*The task*
Your response should consist of the records, reproduced exactly.

*Given data*
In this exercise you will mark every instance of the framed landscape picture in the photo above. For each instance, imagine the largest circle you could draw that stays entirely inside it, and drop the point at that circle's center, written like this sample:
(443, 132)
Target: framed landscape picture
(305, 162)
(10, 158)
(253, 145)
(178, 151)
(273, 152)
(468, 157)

*Written solution*
In this exercise you will mark every instance of the framed landscape picture in the photo above. For each instance, imagine the largest circle you could draw that stays entirely inside it, and drop the point at that circle's center, written like this sample:
(443, 132)
Target: framed landscape picture
(305, 162)
(10, 158)
(253, 145)
(178, 151)
(273, 152)
(468, 157)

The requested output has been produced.